Available records:
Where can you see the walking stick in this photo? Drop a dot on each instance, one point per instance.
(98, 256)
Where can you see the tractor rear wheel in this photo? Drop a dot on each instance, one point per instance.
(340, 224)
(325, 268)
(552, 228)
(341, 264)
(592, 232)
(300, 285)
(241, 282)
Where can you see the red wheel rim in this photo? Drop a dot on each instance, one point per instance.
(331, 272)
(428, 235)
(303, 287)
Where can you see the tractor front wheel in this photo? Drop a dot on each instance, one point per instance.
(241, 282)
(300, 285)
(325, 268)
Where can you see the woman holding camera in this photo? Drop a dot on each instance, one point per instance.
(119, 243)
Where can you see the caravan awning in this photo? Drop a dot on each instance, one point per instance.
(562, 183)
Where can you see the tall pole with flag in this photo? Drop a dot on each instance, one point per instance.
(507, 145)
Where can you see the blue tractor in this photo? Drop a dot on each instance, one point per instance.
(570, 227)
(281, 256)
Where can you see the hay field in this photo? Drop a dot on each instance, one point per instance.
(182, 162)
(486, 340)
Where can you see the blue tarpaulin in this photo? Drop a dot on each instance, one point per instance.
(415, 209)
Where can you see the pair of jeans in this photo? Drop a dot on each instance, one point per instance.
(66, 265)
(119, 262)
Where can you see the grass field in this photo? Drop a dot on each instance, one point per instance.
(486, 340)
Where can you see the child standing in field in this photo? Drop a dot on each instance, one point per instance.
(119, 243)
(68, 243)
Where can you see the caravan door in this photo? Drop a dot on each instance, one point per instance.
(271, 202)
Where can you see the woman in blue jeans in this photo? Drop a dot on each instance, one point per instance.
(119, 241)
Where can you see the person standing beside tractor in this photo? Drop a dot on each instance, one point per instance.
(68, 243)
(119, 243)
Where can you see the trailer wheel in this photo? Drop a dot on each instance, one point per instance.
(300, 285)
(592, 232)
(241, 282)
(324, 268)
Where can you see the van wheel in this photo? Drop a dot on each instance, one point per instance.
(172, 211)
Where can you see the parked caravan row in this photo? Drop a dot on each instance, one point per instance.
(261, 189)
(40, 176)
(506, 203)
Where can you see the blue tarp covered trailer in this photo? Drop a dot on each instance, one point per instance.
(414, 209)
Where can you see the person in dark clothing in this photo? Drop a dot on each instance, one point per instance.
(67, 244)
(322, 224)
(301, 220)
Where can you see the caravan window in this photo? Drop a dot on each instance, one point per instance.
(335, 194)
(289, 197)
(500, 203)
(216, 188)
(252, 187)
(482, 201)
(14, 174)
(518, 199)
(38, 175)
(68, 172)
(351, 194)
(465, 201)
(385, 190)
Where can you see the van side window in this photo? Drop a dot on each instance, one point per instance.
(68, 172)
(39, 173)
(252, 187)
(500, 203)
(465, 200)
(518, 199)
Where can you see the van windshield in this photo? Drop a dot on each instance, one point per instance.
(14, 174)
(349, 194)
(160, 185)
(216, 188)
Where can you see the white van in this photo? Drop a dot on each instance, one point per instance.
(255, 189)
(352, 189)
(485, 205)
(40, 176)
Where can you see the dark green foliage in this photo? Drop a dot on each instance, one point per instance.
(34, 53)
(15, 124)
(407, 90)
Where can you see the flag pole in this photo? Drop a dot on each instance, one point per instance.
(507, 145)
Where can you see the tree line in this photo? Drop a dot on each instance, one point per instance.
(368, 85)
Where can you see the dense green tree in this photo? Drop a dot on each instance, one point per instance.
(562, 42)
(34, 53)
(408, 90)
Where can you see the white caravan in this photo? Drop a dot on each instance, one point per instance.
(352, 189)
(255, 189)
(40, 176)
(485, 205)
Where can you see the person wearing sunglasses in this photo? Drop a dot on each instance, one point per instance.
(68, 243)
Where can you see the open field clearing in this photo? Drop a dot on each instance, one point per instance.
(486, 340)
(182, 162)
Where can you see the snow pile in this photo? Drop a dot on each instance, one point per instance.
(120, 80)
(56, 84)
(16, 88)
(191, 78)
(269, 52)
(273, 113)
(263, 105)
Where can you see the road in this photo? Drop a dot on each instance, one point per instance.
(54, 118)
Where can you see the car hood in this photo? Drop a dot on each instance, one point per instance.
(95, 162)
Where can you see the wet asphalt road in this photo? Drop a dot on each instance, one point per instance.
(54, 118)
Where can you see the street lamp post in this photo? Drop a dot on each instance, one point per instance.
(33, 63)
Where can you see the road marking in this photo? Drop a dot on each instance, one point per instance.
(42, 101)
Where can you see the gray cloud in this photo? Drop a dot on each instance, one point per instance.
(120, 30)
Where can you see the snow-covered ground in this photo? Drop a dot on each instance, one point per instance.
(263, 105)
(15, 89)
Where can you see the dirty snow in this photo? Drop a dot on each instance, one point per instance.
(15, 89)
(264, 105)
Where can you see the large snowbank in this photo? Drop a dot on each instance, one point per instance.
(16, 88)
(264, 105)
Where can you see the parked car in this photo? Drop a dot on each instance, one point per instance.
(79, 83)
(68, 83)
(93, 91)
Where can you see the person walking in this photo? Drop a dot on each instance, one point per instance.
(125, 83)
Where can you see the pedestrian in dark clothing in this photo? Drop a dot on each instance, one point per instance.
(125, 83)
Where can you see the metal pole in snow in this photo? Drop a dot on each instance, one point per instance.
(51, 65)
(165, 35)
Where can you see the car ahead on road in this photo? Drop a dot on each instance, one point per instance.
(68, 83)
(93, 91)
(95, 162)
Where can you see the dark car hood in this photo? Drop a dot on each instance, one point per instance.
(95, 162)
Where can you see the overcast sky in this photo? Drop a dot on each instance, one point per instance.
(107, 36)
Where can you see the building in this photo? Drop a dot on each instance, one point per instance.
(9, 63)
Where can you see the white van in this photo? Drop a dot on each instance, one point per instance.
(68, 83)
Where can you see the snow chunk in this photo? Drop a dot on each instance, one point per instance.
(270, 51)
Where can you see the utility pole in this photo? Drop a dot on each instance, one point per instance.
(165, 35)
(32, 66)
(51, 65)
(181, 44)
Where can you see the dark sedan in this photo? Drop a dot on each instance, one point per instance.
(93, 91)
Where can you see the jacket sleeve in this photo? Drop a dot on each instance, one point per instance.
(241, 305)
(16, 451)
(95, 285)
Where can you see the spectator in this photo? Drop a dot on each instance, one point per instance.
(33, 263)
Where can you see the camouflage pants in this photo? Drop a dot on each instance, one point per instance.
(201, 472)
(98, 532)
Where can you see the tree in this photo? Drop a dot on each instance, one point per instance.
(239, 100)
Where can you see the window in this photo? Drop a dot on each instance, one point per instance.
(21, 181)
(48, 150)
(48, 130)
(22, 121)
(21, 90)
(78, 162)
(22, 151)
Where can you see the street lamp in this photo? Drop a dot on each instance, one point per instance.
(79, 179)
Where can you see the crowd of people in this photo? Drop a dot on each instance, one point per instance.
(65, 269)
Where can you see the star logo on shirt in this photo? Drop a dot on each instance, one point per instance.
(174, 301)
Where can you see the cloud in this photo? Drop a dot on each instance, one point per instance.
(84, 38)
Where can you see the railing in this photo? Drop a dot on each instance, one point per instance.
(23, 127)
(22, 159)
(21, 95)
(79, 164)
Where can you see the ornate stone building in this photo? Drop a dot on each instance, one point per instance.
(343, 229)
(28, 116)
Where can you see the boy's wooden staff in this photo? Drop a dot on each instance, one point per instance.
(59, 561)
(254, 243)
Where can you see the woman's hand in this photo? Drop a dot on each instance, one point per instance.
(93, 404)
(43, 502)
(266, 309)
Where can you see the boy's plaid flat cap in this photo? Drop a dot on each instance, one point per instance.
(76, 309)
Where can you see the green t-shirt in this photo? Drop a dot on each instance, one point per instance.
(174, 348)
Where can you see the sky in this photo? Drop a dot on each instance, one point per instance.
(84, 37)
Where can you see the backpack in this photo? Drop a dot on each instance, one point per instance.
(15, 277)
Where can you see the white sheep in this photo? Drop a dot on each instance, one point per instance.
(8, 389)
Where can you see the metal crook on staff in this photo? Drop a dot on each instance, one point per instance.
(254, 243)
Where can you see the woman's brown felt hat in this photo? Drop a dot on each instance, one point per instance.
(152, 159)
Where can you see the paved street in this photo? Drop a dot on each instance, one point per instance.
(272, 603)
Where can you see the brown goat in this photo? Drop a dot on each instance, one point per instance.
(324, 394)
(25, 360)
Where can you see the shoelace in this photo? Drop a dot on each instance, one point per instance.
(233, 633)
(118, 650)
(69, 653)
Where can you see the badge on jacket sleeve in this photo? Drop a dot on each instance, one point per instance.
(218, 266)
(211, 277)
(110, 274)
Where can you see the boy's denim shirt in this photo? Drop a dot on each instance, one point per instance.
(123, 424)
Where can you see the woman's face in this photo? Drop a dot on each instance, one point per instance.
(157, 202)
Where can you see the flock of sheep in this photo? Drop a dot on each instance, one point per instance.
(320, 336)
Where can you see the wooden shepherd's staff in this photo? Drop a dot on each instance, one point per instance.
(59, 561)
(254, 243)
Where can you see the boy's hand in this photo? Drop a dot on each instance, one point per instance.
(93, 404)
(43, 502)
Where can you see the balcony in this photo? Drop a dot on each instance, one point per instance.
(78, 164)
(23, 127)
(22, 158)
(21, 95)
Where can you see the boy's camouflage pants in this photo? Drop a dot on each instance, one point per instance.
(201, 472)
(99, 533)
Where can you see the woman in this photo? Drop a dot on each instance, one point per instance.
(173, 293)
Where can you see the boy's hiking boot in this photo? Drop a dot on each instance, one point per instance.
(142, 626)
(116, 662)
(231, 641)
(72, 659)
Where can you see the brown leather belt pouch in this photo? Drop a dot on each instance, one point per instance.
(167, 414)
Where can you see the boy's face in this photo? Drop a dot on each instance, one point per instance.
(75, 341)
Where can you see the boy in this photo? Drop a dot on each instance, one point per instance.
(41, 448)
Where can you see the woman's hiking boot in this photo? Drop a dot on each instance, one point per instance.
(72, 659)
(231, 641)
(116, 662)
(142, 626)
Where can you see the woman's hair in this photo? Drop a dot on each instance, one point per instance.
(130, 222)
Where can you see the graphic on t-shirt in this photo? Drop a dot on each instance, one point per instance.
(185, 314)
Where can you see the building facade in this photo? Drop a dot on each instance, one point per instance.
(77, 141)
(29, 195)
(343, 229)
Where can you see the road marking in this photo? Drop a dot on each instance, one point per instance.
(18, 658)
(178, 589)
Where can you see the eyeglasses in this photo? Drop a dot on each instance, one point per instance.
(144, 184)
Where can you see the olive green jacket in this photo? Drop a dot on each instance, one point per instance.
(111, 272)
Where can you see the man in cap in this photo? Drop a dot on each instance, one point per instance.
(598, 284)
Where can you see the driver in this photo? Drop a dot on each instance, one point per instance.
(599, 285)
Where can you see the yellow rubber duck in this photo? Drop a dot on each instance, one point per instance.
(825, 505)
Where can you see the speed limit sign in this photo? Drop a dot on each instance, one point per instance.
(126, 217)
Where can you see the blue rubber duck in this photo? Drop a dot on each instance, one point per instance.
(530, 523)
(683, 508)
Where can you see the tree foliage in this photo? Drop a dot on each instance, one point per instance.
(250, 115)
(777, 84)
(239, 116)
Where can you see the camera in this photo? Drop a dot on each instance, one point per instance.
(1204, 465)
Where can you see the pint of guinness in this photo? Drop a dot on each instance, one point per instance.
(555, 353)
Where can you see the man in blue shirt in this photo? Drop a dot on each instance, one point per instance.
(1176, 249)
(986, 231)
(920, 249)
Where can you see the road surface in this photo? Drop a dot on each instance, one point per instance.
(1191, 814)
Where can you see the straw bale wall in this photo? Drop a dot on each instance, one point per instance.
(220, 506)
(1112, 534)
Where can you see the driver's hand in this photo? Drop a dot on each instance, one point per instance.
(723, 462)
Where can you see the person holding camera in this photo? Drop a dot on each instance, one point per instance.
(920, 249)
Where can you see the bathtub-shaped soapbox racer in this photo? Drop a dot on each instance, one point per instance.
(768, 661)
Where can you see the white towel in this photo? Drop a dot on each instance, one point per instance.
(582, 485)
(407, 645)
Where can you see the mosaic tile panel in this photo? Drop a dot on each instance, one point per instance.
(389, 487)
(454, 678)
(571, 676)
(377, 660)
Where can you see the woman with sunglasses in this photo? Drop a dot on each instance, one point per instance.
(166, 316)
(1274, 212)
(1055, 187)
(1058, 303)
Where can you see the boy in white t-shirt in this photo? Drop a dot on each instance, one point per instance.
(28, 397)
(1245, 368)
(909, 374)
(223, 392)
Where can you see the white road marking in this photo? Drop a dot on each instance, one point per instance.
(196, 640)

What is expected: Could you reproduce, exactly as written, the lines running from the one with "Where can you see the tree foliage" to the end of the entries above?

Your solution:
Where can you see the tree foliage in this photo? Drop a dot on each instance, one point per instance.
(250, 115)
(777, 84)
(239, 116)
Where can you see the camera in this photo? Drop a dot on each instance, one point per instance.
(1204, 465)
Where can you see the pint of guinness in this photo? Drop a dot on each instance, one point per instance.
(555, 353)
Where can you see the man in blue shirt in this photo? Drop a dot on each instance, one point per instance.
(1176, 249)
(986, 231)
(920, 249)
Where can you see the road surface in this photo? Drop a dot on each instance, one point per instance.
(1191, 814)
Where can you see the straw bale wall in this photo? Drop a dot on each instance, one point per instance.
(220, 506)
(1112, 534)
Where can you see the driver's hand in this photo? Drop a dot on each instance, one point per instance.
(723, 462)
Where can you see the person holding camera in this photo? Drop a dot on each instance, one point per instance.
(920, 249)
Where can you see the bathtub-shaped soapbox racer in this photo? Drop a dot on each instance, one point per instance.
(768, 661)
Where can you see the white towel in this photo? Drop a dot on each instance, one point per instance.
(582, 485)
(407, 645)
Where can you see the mosaic tile panel in this photo? Drop a dot on each instance, one point per instance.
(389, 487)
(454, 678)
(571, 676)
(377, 660)
Where can you see the woman with sunglasses in this photo? Drop a dot on each instance, one point per instance.
(166, 316)
(1274, 212)
(1055, 187)
(1058, 303)
Where can you see the boy in white t-shirt in this photo? Drop a dot on each instance, one point per instance.
(28, 397)
(1245, 368)
(909, 374)
(223, 392)
Where can you see the white road marking in this photo? Drop a dot on each instance, one point per instance.
(196, 640)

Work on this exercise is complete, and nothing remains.